_Problem requirements_
Would you print, word for word, only the lines running from the line with "Label each instance of the man in black" to the last line of the entries, without the pictures?

Excerpts from a dataset
◇ ◇ ◇ ◇ ◇

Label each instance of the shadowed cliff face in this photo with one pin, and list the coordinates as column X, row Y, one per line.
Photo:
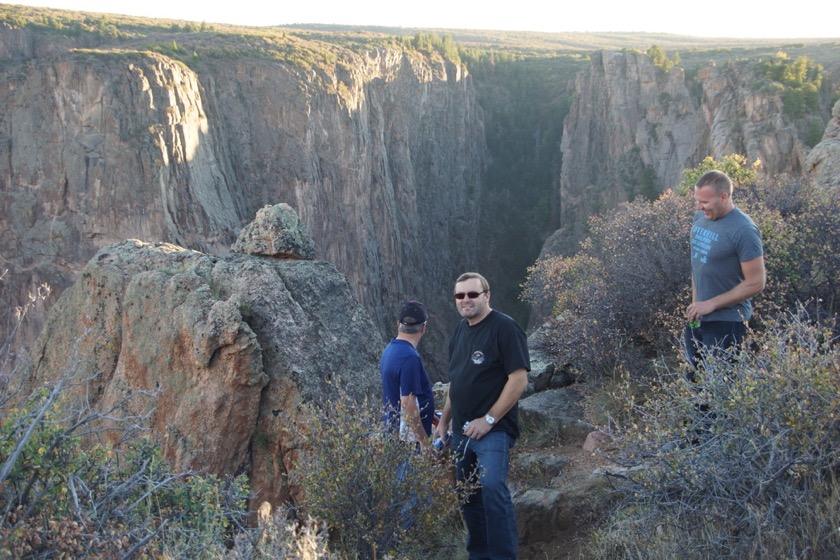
column 633, row 129
column 382, row 159
column 382, row 154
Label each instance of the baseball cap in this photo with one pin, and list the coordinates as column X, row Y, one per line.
column 413, row 313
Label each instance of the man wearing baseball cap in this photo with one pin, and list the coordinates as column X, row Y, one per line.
column 407, row 395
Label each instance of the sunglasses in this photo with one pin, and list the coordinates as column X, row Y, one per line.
column 471, row 295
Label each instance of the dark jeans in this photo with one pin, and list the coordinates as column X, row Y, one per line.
column 488, row 513
column 711, row 336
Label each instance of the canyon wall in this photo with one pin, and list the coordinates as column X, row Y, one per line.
column 382, row 157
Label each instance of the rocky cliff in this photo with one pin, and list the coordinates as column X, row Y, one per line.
column 179, row 137
column 381, row 154
column 633, row 128
column 226, row 349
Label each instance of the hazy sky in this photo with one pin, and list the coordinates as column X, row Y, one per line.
column 710, row 18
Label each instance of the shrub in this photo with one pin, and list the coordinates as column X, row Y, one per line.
column 348, row 473
column 754, row 471
column 65, row 494
column 619, row 302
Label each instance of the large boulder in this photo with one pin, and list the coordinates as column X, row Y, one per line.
column 230, row 347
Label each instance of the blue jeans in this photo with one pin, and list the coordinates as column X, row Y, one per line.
column 715, row 337
column 488, row 512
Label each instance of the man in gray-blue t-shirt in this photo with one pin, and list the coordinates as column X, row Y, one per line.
column 727, row 268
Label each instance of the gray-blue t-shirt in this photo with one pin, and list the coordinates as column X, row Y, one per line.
column 718, row 247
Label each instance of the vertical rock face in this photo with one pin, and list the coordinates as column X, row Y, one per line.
column 632, row 124
column 381, row 158
column 230, row 347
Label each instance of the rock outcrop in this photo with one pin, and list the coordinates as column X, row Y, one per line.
column 632, row 125
column 230, row 346
column 823, row 162
column 381, row 154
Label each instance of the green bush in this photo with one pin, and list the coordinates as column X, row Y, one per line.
column 348, row 476
column 743, row 464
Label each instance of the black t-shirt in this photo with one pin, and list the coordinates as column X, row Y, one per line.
column 480, row 359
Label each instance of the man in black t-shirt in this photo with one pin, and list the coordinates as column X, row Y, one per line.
column 488, row 371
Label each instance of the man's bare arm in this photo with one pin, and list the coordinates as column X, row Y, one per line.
column 755, row 278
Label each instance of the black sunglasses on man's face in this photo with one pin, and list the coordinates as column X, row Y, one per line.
column 471, row 295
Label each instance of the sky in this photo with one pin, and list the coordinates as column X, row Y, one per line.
column 709, row 18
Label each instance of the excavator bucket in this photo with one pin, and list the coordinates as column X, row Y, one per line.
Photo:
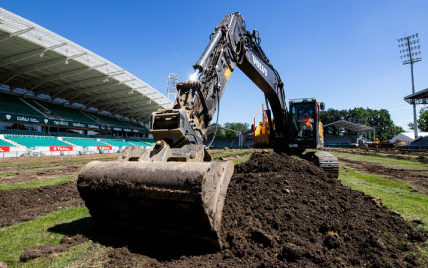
column 156, row 197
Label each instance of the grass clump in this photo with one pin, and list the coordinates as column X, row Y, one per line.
column 37, row 183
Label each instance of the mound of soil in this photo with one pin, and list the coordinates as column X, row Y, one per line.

◇ ◇ ◇ ◇ ◇

_Solution for this problem_
Label each instance of the man in black t-shirt in this photo with one pin, and list the coordinates as column X, row Y, one per line.
column 488, row 371
Label each instance of the man's bare arm in this photo with one pin, and list the coordinates as column X, row Y, one per line.
column 755, row 278
Label each instance of the black sunglasses on man's face in this photo with one pin, and list the coordinates as column X, row Y, one per line.
column 471, row 295
Label each instance of the sky in this photo with one pin, and list the coordinates as column X, row Y, one per line.
column 709, row 18
Label each instance of the excavator bucket in this photo with one pin, and list the coordinates as column X, row Y, one per line.
Photo:
column 156, row 197
Label each instance of the grass clump in this photo with one pin, and list the coordinates as column X, row Y, one per line.
column 37, row 183
Label each instance of the mound of soil in this photo with one pin, and list the coordinates as column X, row Y, one per line.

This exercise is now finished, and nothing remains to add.